- **What you will do**: In the text on control system cyber incidents, the summary names several government organizations that have not identified control system incidents as cyber-related. List all of them.

- **Page extract**:
Food and Drug Administration (FDA)
According to the FDA, as medical care increasingly takes advantage of integrated automated systems, the benefits come with risks of a kind more often associated with industrial processes. The FDA has established medical device cybersecurity requirements in “Cybersecurity in Medical Devices: Quality System Considerations and Content of Premarket Submissions Guidance for Industry and Food and Drug Administration Staff” issued on September 27, 2023. Section 524B(c) of the FD&C Act defines "cyber device" as a device that (1) includes software validated, installed, or authorized by the sponsor as a device or in a device, (2) has the ability to connect to the internet, and (3) contains any such technological characteristics validated, installed, or authorized by the sponsor that could be vulnerable to the cybersecurity threats. The requirements include Interoperability Considerations stating that: “Cybersecurity Controls should be used as a means to allow for the safe and effective exchange and use of information.” The unsafe conditions identified more than ten medical device recalls that injured hundreds were due to control system cyber incidents but were not identified as cyber incidents.
Department of Energy (DOE)
DOE’s failure to recognize and disclose cyber-related control system incidents, documented in this blog, needs no elaboration here.
Industry
“Curricular Guidance: Industrial Cybersecurity Knowledge” is the culmination of a years-long collaborative effort among the Idaho National Laboratory, DOE’s Office of Cybersecurity, Energy Security, and Emergency Response (DOE CESER), Idaho State University, and the International Society of Automation Global Cybersecurity Alliance (ISAGCA) under the supervision of Dr. Sean McBride. The book includes a section on Industrial Cybersecurity Events and Incidents. In February 2021, the Oldsmar, FL water facility experienced a “lye concentration” incident. The guidance document stated it was” an unknown adversary who accessed the city’s poorly protected water provisioning system over the TeamViewer application and increased the set point for lye (used to sanitize water for public consumption) to dangerous levels.” However, this wasn’t a cyberattack but user error. Unfortunately, CISA, EPA, this document, and others have not corrected this error.
The guidance document stated the DC Metro train crash was due to an incorrectly installed trackside sensor. This was incorrect as the incident was caused by parasitic oscillations that blinded the train control system. As documented in my book, “Protecting Industrial Control Systems from Electronic Threats” published in 2010, parasitic oscillation issues occurred at the Boston MTA and again at DC Metro after the 2009 Red Line train crash. As noted, the 2022 UP train crash had similar issues with the DC Metro Red Line train crash with physics issues “blinding” the train control system leading to the deadly crashes.
Summary
Cybersecurity programs assume organizations can recognize control system incidents as being cyber-related. Yet government organizations including NTSB, FDA, FBI, TSA, EPA, CISA, and DOE have not identified control system incidents as being cyber-related. The five cases discussed were fatal catastrophes. In all cases, NTSB identified control systems as the proximate cause of the incidents. Yet, none of the cases used the term “cyber”. Marshall Abrams and I were told by NTSB that the Olympic Pipeline case was the most complex case they had worked on because of the control system issues. Apparently, almost twenty years later, that hasn’t changed. These cases were unintentional. Consider the impact of not identifying a malicious control system cyberattack that kills people and damages equipment as being cyber-related. It’s a question of awareness—it’s difficult to deal with a risk if you’re not equipped to recognize it.

Dataset entries:
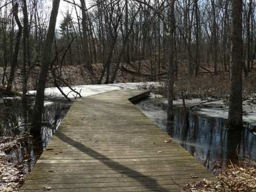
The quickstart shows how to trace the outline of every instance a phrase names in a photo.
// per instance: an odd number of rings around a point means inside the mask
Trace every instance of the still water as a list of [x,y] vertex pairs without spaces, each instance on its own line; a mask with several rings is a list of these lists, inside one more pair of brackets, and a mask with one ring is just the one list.
[[33,169],[71,103],[63,100],[46,101],[42,134],[37,138],[28,134],[34,104],[33,98],[25,107],[20,99],[11,99],[5,101],[0,106],[0,142],[4,144],[18,138],[18,146],[1,154],[0,158],[14,165],[23,165],[24,173]]
[[239,131],[229,131],[226,119],[202,117],[189,110],[187,126],[183,109],[177,107],[173,124],[167,126],[166,107],[159,100],[143,100],[137,106],[214,173],[230,162],[256,160],[256,137],[246,129],[252,128],[250,125]]

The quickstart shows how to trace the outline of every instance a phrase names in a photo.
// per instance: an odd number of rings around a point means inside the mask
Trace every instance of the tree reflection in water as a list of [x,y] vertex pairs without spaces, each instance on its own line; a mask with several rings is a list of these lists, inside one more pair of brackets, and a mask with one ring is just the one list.
[[226,120],[199,116],[189,111],[189,125],[183,117],[182,108],[174,109],[174,118],[167,125],[166,108],[154,99],[137,104],[147,116],[153,119],[190,154],[213,172],[237,162],[238,158],[256,160],[256,137],[249,130],[252,125],[246,125],[237,131],[227,130]]
[[24,106],[19,99],[6,100],[0,107],[0,137],[25,138],[20,145],[4,158],[15,165],[23,164],[25,172],[30,171],[38,157],[51,138],[71,103],[62,100],[46,101],[43,114],[42,137],[28,136],[34,101],[31,98]]

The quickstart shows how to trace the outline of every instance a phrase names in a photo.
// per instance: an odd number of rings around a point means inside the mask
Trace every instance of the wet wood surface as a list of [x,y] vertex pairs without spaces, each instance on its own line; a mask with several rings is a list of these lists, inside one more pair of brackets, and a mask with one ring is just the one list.
[[214,179],[130,102],[147,94],[113,91],[75,102],[21,191],[178,191]]

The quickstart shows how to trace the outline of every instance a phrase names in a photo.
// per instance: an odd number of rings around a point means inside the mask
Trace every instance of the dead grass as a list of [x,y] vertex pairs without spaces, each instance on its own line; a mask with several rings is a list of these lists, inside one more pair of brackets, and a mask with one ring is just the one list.
[[[256,101],[256,77],[251,75],[243,79],[243,100]],[[167,96],[166,86],[158,89],[158,93]],[[181,98],[183,92],[185,99],[207,98],[227,99],[229,96],[229,80],[227,74],[219,75],[203,74],[197,78],[179,75],[174,85],[176,99]]]
[[182,192],[250,192],[256,191],[256,167],[231,165],[221,172],[216,181],[204,179],[190,183]]

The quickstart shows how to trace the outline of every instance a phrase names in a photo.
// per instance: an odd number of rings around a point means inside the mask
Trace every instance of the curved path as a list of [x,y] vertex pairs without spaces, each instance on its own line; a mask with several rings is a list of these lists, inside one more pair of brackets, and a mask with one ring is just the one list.
[[113,91],[75,102],[21,191],[178,191],[214,179],[130,102],[147,94]]

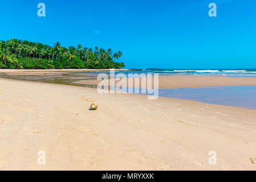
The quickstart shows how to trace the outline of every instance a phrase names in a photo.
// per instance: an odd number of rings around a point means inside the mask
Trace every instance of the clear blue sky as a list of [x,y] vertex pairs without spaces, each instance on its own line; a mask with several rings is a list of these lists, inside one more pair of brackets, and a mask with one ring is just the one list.
[[121,50],[128,68],[255,68],[255,0],[1,1],[0,39]]

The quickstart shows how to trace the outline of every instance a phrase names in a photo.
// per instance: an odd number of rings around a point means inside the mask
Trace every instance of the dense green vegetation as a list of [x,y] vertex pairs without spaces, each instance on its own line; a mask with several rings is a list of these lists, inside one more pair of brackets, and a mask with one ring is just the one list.
[[54,47],[41,43],[11,39],[0,41],[0,68],[11,69],[108,69],[124,67],[119,62],[122,52],[113,53],[95,47],[94,49],[70,46]]

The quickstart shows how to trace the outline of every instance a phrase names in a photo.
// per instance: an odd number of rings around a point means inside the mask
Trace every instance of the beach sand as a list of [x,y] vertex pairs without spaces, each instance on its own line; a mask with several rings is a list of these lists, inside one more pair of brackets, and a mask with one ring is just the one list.
[[[174,76],[159,76],[159,86],[160,88],[163,89],[213,86],[256,85],[255,77]],[[131,81],[133,83],[133,86],[135,86],[135,78],[128,78],[126,79],[127,87],[129,81]],[[151,78],[151,80],[152,85],[153,86],[154,78]],[[74,81],[73,83],[86,85],[97,85],[101,81],[100,80],[89,80]],[[116,80],[115,83],[116,84],[119,81]],[[109,81],[109,83],[110,84]],[[140,78],[140,87],[142,87],[141,84],[141,80]]]
[[256,169],[256,110],[4,78],[0,95],[1,170]]

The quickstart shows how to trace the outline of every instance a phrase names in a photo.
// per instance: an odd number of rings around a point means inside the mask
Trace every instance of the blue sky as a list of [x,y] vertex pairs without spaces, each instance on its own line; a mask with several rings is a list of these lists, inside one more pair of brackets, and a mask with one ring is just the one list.
[[[217,17],[209,17],[216,3]],[[39,3],[46,16],[37,15]],[[128,68],[256,68],[255,0],[0,2],[0,39],[121,50]]]

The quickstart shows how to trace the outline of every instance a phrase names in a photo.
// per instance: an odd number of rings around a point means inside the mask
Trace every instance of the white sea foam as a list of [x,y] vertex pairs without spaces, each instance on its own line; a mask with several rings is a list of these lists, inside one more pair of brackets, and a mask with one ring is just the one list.
[[174,70],[174,72],[218,72],[218,70]]

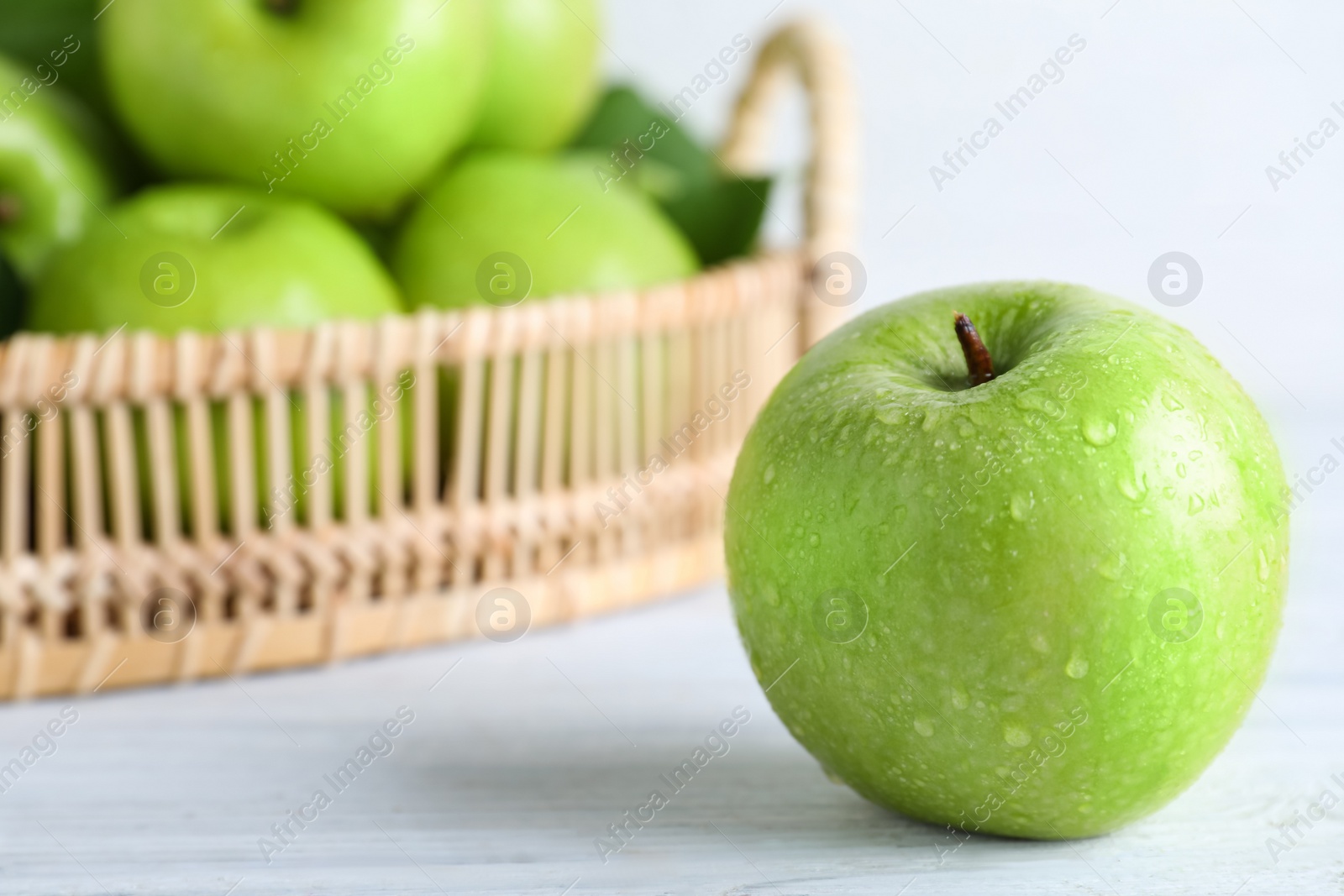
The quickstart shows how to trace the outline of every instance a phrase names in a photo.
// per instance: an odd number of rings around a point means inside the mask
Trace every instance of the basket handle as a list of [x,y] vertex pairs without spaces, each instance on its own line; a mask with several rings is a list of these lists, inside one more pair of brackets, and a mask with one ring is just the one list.
[[770,35],[738,98],[722,156],[731,171],[754,173],[765,168],[771,120],[789,75],[801,82],[806,94],[812,129],[812,157],[804,191],[806,238],[802,261],[808,279],[798,297],[801,348],[806,349],[847,316],[845,308],[823,302],[812,281],[813,269],[824,255],[853,251],[857,214],[859,142],[853,77],[848,51],[828,27],[804,19]]

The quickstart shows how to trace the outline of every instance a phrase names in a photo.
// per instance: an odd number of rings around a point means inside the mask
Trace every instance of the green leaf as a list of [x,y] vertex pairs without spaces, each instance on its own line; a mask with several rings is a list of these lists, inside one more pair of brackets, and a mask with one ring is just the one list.
[[757,242],[769,177],[741,179],[675,121],[629,87],[613,87],[574,141],[598,154],[605,185],[633,183],[681,228],[700,262],[749,254]]

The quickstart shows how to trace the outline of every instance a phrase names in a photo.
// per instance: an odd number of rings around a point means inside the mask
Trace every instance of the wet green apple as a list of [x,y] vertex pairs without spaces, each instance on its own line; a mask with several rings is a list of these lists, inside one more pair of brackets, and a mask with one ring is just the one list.
[[476,118],[481,0],[117,0],[113,105],[168,172],[384,216]]
[[1285,492],[1255,406],[1175,324],[1081,286],[925,293],[774,391],[728,588],[774,709],[862,795],[1099,834],[1188,787],[1255,699]]
[[652,200],[603,192],[591,159],[511,152],[476,153],[449,172],[392,251],[413,308],[640,289],[696,266]]
[[597,99],[597,0],[488,5],[491,59],[473,144],[546,150],[573,136]]
[[[59,48],[59,46],[58,46]],[[78,240],[113,192],[97,152],[81,133],[79,109],[60,95],[56,69],[0,56],[0,251],[26,281],[51,253]]]

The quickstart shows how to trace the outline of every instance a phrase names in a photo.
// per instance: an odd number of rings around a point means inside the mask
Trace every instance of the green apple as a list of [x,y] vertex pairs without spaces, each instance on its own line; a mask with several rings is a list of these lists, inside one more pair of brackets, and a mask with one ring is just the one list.
[[771,395],[728,590],[775,712],[862,795],[1099,834],[1189,786],[1255,699],[1285,493],[1265,420],[1175,324],[1081,286],[925,293]]
[[[129,330],[207,334],[250,326],[302,328],[329,318],[374,318],[402,310],[391,278],[374,253],[339,218],[316,203],[269,196],[233,185],[173,184],[146,189],[110,211],[110,220],[59,253],[31,297],[31,329],[56,333]],[[401,392],[396,396],[401,400]],[[371,399],[371,404],[372,404]],[[388,399],[380,398],[386,406]],[[306,465],[301,400],[293,398],[294,470]],[[257,453],[263,435],[257,408]],[[343,429],[333,396],[332,441]],[[228,519],[227,454],[223,407],[214,410],[216,496]],[[185,445],[179,426],[179,463]],[[336,469],[340,510],[341,458],[327,451]],[[376,462],[370,453],[371,465]],[[141,482],[148,480],[141,454]],[[184,476],[184,473],[183,473]],[[185,478],[180,488],[185,496]],[[262,465],[258,508],[273,489],[302,519],[302,476],[294,485],[271,482]],[[148,506],[148,493],[144,498]],[[184,509],[184,517],[190,513]]]
[[9,339],[19,329],[26,305],[23,283],[9,261],[0,254],[0,339]]
[[374,253],[316,203],[233,185],[145,189],[55,257],[34,329],[214,333],[402,308]]
[[27,281],[102,220],[112,195],[78,110],[50,79],[0,56],[0,251]]
[[175,175],[386,216],[465,141],[481,0],[117,0],[99,20],[122,122]]
[[482,152],[449,172],[394,247],[415,308],[640,289],[696,270],[685,238],[644,195],[603,192],[590,159]]
[[[0,52],[102,109],[94,16],[106,0],[0,0]],[[40,69],[39,69],[40,66]]]
[[757,243],[773,184],[738,177],[675,121],[629,87],[613,87],[574,138],[599,153],[593,176],[603,188],[634,185],[681,228],[700,262],[746,255]]
[[472,142],[554,149],[598,89],[597,0],[493,0],[491,59]]

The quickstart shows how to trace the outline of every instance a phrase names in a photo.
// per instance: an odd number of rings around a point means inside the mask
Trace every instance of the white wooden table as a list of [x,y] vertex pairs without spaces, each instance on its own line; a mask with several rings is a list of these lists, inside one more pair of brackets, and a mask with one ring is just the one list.
[[[1300,547],[1324,564],[1328,537]],[[1344,778],[1344,614],[1302,584],[1228,750],[1110,837],[973,838],[939,864],[943,832],[831,783],[792,740],[711,587],[509,645],[79,699],[56,752],[0,794],[0,893],[1337,893],[1344,806],[1277,865],[1265,845]],[[0,708],[0,756],[63,705]],[[402,705],[392,752],[267,865],[258,840],[335,794],[323,775]],[[603,865],[594,838],[738,705],[730,752]]]

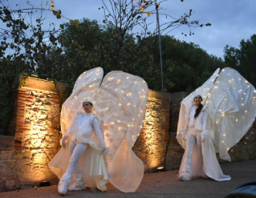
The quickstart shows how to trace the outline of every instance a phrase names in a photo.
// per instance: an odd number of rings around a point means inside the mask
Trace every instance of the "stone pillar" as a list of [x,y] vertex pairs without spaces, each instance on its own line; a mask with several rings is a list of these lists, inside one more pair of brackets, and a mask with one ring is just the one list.
[[163,167],[169,137],[171,94],[149,90],[147,111],[140,135],[133,151],[140,157],[145,172]]
[[[65,85],[59,83],[57,87],[63,92]],[[11,190],[56,179],[48,164],[60,148],[60,96],[53,82],[21,76],[8,131],[14,139],[8,160],[14,163],[9,169],[6,167],[18,184],[10,181],[0,188]],[[0,176],[6,174],[2,170]]]

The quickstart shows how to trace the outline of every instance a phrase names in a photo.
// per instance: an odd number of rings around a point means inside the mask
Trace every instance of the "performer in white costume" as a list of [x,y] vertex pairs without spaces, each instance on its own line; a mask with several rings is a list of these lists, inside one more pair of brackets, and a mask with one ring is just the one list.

- **Response to the task**: NTSB, FDA, FBI, TSA, EPA, CISA, DOE